= Task to carry out =
Each line below should be set down again unchanged.
====== Supplied records
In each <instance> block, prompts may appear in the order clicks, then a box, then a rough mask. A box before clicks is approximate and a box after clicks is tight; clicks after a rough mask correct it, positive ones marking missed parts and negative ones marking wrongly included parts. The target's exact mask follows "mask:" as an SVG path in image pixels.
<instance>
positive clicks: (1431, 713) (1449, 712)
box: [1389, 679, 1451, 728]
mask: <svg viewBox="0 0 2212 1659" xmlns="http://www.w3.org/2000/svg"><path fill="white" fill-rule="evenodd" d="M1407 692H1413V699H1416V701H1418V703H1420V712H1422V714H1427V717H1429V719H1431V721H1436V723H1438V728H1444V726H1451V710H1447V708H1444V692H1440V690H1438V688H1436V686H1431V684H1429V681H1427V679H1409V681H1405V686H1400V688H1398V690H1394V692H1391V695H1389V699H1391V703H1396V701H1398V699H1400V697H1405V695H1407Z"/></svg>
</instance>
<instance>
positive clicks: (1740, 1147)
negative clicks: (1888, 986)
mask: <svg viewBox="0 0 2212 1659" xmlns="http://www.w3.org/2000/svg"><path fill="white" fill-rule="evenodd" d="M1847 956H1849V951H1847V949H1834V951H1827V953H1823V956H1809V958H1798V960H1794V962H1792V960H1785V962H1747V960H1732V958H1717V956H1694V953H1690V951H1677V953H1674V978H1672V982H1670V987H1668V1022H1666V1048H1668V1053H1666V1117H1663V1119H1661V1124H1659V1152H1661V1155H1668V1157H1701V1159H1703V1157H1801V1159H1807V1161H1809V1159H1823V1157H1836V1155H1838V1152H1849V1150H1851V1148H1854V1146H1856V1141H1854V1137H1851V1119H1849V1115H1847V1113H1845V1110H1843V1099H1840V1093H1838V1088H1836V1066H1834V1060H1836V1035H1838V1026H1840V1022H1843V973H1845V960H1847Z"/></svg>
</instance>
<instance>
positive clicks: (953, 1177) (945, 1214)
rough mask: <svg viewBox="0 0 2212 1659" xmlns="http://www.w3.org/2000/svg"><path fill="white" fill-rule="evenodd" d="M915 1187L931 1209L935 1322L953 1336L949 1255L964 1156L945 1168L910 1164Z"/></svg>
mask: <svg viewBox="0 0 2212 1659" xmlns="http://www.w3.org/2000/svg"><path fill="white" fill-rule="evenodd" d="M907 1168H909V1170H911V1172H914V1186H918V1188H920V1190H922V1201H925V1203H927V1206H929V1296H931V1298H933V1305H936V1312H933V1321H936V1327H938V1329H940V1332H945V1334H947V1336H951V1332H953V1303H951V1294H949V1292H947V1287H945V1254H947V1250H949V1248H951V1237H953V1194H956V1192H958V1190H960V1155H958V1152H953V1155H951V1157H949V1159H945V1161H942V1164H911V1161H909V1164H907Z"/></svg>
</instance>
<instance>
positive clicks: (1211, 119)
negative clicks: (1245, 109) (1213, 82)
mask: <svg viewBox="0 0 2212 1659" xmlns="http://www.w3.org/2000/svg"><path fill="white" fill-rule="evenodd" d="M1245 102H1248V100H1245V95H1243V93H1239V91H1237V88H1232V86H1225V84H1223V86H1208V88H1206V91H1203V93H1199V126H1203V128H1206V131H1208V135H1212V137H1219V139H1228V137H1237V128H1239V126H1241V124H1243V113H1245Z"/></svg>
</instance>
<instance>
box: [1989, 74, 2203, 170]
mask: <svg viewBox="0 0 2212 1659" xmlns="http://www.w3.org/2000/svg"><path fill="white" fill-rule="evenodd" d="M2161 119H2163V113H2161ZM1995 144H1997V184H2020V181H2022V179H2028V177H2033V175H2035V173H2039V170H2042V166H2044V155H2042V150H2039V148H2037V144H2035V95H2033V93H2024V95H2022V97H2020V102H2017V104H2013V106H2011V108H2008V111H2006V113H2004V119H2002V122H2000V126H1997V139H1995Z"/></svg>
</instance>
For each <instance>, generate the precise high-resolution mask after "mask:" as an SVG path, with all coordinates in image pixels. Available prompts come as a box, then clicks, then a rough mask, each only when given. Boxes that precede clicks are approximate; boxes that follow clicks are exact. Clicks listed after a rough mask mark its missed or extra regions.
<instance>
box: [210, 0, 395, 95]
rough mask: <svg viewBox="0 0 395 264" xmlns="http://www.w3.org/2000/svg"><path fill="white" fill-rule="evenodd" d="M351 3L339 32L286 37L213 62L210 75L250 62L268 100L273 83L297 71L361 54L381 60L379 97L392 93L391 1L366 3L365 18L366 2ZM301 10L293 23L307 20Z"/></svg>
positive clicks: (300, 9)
============
= Answer for the task =
In each <instance> block, prompts may appear in the order clicks, then a box, then a rough mask. A box before clicks is approximate and a box after clicks is tight; clicks after a rough mask correct it, positive ones marking missed parts and negative ones marking wrongly included parts. The target's exact mask follows "mask:" as an SVG path in image pixels.
<instance>
positive clicks: (1431, 713) (1449, 712)
box: [1389, 679, 1451, 728]
mask: <svg viewBox="0 0 2212 1659" xmlns="http://www.w3.org/2000/svg"><path fill="white" fill-rule="evenodd" d="M1407 692H1413V699H1416V701H1418V703H1420V712H1422V714H1427V717H1429V719H1431V721H1436V723H1438V728H1444V726H1451V710H1447V708H1444V692H1440V690H1438V688H1436V686H1431V684H1429V681H1427V679H1409V681H1405V686H1400V688H1398V690H1394V692H1391V695H1389V699H1391V703H1396V701H1398V699H1400V697H1405V695H1407Z"/></svg>
</instance>
<instance>
positive clicks: (1740, 1147)
negative clicks: (1888, 986)
mask: <svg viewBox="0 0 2212 1659" xmlns="http://www.w3.org/2000/svg"><path fill="white" fill-rule="evenodd" d="M1847 956H1849V951H1847V949H1834V951H1827V953H1823V956H1809V958H1798V960H1794V962H1792V960H1785V962H1747V960H1732V958H1717V956H1694V953H1690V951H1677V953H1674V978H1672V982H1670V987H1668V1022H1666V1048H1668V1053H1666V1117H1663V1119H1661V1124H1659V1152H1661V1155H1668V1157H1701V1159H1703V1157H1801V1159H1807V1161H1809V1159H1823V1157H1836V1155H1838V1152H1849V1150H1851V1148H1854V1146H1856V1141H1854V1137H1851V1119H1849V1115H1847V1113H1845V1110H1843V1099H1840V1093H1838V1088H1836V1066H1834V1060H1836V1035H1838V1026H1840V1022H1843V973H1845V960H1847Z"/></svg>
</instance>
<instance>
positive clicks: (953, 1177) (945, 1214)
rough mask: <svg viewBox="0 0 2212 1659" xmlns="http://www.w3.org/2000/svg"><path fill="white" fill-rule="evenodd" d="M915 1187L931 1209L935 1322L953 1336L949 1255L964 1156L945 1168L910 1164Z"/></svg>
mask: <svg viewBox="0 0 2212 1659" xmlns="http://www.w3.org/2000/svg"><path fill="white" fill-rule="evenodd" d="M907 1168H909V1170H911V1172H914V1186H918V1188H920V1190H922V1201H925V1203H927V1206H929V1296H931V1298H933V1305H936V1312H933V1321H936V1327H938V1329H940V1332H945V1334H947V1336H951V1332H953V1303H951V1294H949V1292H947V1287H945V1254H947V1250H949V1248H951V1237H953V1194H956V1192H958V1190H960V1155H958V1152H953V1155H951V1157H949V1159H945V1161H942V1164H911V1161H909V1164H907Z"/></svg>
</instance>
<instance>
positive clicks: (1211, 119)
negative clicks: (1245, 109) (1213, 82)
mask: <svg viewBox="0 0 2212 1659" xmlns="http://www.w3.org/2000/svg"><path fill="white" fill-rule="evenodd" d="M1245 102H1248V100H1245V95H1243V93H1239V91H1237V88H1232V86H1225V84H1223V86H1208V88H1206V91H1203V93H1199V126H1203V128H1206V131H1208V135H1212V137H1219V139H1228V137H1237V128H1239V126H1241V124H1243V113H1245Z"/></svg>
</instance>
<instance>
box: [1989, 74, 2203, 170]
mask: <svg viewBox="0 0 2212 1659" xmlns="http://www.w3.org/2000/svg"><path fill="white" fill-rule="evenodd" d="M2161 119H2163V113H2161ZM1995 144H1997V184H2020V181H2022V179H2028V177H2033V175H2035V173H2039V170H2042V166H2044V155H2042V150H2039V148H2037V144H2035V95H2033V93H2024V95H2022V97H2020V102H2017V104H2013V106H2011V108H2008V111H2006V113H2004V119H2002V122H2000V126H1997V139H1995Z"/></svg>
</instance>
For each <instance>, generate the precise high-resolution mask after "mask:" as an SVG path, with all coordinates in image pixels. Available prompts come as a box, then clicks, then a rough mask, each only when given. Boxes that precede clicks are approximate; boxes that follow clicks are exact. Clicks listed after a rough mask mark its missed or extra regions.
<instance>
box: [210, 0, 395, 95]
rough mask: <svg viewBox="0 0 395 264" xmlns="http://www.w3.org/2000/svg"><path fill="white" fill-rule="evenodd" d="M351 3L339 32L286 37L213 62L210 75L250 62L268 100L273 83L297 71L361 54L381 60L379 97L392 93L391 1L366 3L365 18L366 2ZM301 10L293 23L307 20Z"/></svg>
positive clicks: (300, 9)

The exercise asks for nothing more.